(Given entries begins)

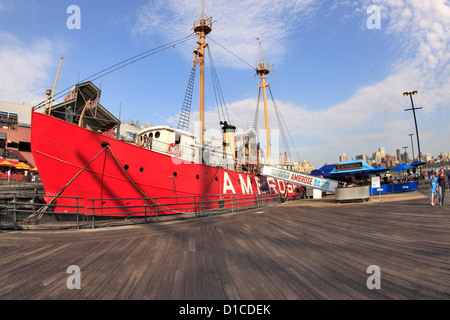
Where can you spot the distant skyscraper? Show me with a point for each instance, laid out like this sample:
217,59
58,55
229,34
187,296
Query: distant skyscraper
382,152
362,157
343,157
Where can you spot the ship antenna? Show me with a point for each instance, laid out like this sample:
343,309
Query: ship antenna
202,27
262,69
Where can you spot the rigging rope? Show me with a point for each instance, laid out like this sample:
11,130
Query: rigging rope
122,64
282,125
220,100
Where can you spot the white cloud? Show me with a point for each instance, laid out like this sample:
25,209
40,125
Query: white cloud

(Given entries ends)

*Problem to solve:*
Your answer should be a single number: the count of lines in the entries that hold the string "Show".

*Written reply:*
4